§ **TASK INSTRUCTIONS**: All entries below need to be written out exactly, but without their pictures.

>>>>

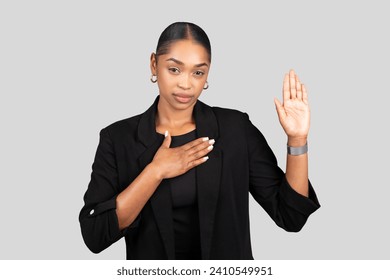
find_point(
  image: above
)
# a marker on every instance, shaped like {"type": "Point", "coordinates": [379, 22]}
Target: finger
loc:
{"type": "Point", "coordinates": [293, 91]}
{"type": "Point", "coordinates": [286, 88]}
{"type": "Point", "coordinates": [167, 140]}
{"type": "Point", "coordinates": [279, 109]}
{"type": "Point", "coordinates": [299, 88]}
{"type": "Point", "coordinates": [195, 142]}
{"type": "Point", "coordinates": [205, 145]}
{"type": "Point", "coordinates": [201, 153]}
{"type": "Point", "coordinates": [197, 162]}
{"type": "Point", "coordinates": [304, 94]}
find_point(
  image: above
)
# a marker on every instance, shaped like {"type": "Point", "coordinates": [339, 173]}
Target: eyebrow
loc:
{"type": "Point", "coordinates": [181, 63]}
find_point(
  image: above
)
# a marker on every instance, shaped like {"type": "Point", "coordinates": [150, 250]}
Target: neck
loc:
{"type": "Point", "coordinates": [172, 119]}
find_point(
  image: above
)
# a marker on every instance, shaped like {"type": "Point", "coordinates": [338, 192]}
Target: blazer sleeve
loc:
{"type": "Point", "coordinates": [98, 219]}
{"type": "Point", "coordinates": [269, 187]}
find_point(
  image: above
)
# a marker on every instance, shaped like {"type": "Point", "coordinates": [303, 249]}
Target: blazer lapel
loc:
{"type": "Point", "coordinates": [161, 200]}
{"type": "Point", "coordinates": [208, 176]}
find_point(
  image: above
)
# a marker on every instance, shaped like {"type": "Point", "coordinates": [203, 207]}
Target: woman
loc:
{"type": "Point", "coordinates": [174, 181]}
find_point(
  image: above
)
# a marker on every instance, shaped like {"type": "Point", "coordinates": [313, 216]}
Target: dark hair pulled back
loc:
{"type": "Point", "coordinates": [181, 31]}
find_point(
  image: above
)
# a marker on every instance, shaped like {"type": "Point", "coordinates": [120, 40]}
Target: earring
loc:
{"type": "Point", "coordinates": [153, 78]}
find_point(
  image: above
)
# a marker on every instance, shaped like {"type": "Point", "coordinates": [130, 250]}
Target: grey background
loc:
{"type": "Point", "coordinates": [70, 68]}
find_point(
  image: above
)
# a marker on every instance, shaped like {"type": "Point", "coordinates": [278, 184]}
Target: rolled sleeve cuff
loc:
{"type": "Point", "coordinates": [110, 206]}
{"type": "Point", "coordinates": [303, 204]}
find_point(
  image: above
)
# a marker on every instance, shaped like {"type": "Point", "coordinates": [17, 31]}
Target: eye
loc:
{"type": "Point", "coordinates": [174, 70]}
{"type": "Point", "coordinates": [199, 73]}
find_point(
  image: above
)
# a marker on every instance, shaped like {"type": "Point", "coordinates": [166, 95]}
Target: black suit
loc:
{"type": "Point", "coordinates": [241, 162]}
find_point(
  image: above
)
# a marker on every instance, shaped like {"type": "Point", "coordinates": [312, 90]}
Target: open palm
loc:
{"type": "Point", "coordinates": [294, 113]}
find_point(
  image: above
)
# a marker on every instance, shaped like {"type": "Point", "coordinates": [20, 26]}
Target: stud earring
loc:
{"type": "Point", "coordinates": [153, 78]}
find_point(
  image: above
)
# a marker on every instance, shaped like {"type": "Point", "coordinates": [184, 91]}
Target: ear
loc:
{"type": "Point", "coordinates": [153, 64]}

<<<<

§ **ANSWER TO THE TASK**:
find_point(
  image: above
)
# a marker on every instance, shaped like {"type": "Point", "coordinates": [379, 22]}
Target: finger
loc:
{"type": "Point", "coordinates": [293, 91]}
{"type": "Point", "coordinates": [286, 88]}
{"type": "Point", "coordinates": [167, 140]}
{"type": "Point", "coordinates": [279, 109]}
{"type": "Point", "coordinates": [299, 88]}
{"type": "Point", "coordinates": [195, 142]}
{"type": "Point", "coordinates": [205, 145]}
{"type": "Point", "coordinates": [201, 153]}
{"type": "Point", "coordinates": [197, 162]}
{"type": "Point", "coordinates": [304, 94]}
find_point(
  image: above
)
# a marker on every instance, shaped like {"type": "Point", "coordinates": [339, 173]}
Target: eyebrow
loc:
{"type": "Point", "coordinates": [181, 63]}
find_point(
  image: above
)
# a marker on every instance, shaped like {"type": "Point", "coordinates": [150, 250]}
Target: neck
loc:
{"type": "Point", "coordinates": [172, 119]}
find_point(
  image: above
)
# a marker on every instance, shaped like {"type": "Point", "coordinates": [338, 192]}
Target: blazer sleeve
loc:
{"type": "Point", "coordinates": [98, 219]}
{"type": "Point", "coordinates": [269, 187]}
find_point(
  image: above
)
# a marker on every instance, shaped like {"type": "Point", "coordinates": [303, 249]}
Target: blazer lapel
loc:
{"type": "Point", "coordinates": [161, 200]}
{"type": "Point", "coordinates": [208, 176]}
find_point(
  image: above
)
# a marker on every instance, shaped like {"type": "Point", "coordinates": [203, 207]}
Target: woman
loc:
{"type": "Point", "coordinates": [174, 181]}
find_point(
  image: above
)
# a marker on every instance, shaped like {"type": "Point", "coordinates": [313, 216]}
Target: dark hair pulled back
loc:
{"type": "Point", "coordinates": [181, 31]}
find_point(
  image: above
)
# a marker on every instance, shaped like {"type": "Point", "coordinates": [120, 40]}
Target: earring
loc:
{"type": "Point", "coordinates": [153, 78]}
find_point(
  image: above
)
# a marker on every instance, shaped like {"type": "Point", "coordinates": [130, 250]}
Target: grey background
loc:
{"type": "Point", "coordinates": [70, 68]}
find_point(
  image: above
)
# a marker on every instance, shaped like {"type": "Point", "coordinates": [278, 184]}
Target: rolled sleeve cuff
loc:
{"type": "Point", "coordinates": [110, 206]}
{"type": "Point", "coordinates": [303, 204]}
find_point(
  image: above
)
# a marker on every instance, shaped like {"type": "Point", "coordinates": [17, 31]}
Target: eye
loc:
{"type": "Point", "coordinates": [174, 70]}
{"type": "Point", "coordinates": [199, 73]}
find_point(
  image: above
)
# a marker on every instance, shaped like {"type": "Point", "coordinates": [166, 95]}
Target: black suit
loc:
{"type": "Point", "coordinates": [241, 162]}
find_point(
  image: above
)
# a marker on every instance, shaped like {"type": "Point", "coordinates": [312, 90]}
Target: open palm
loc:
{"type": "Point", "coordinates": [294, 113]}
find_point(
  image: above
)
# a marker on every instance, shaped like {"type": "Point", "coordinates": [20, 26]}
Target: stud earring
loc:
{"type": "Point", "coordinates": [153, 78]}
find_point(
  image: above
)
# a marker on every instance, shaped like {"type": "Point", "coordinates": [184, 91]}
Target: ear
loc:
{"type": "Point", "coordinates": [153, 64]}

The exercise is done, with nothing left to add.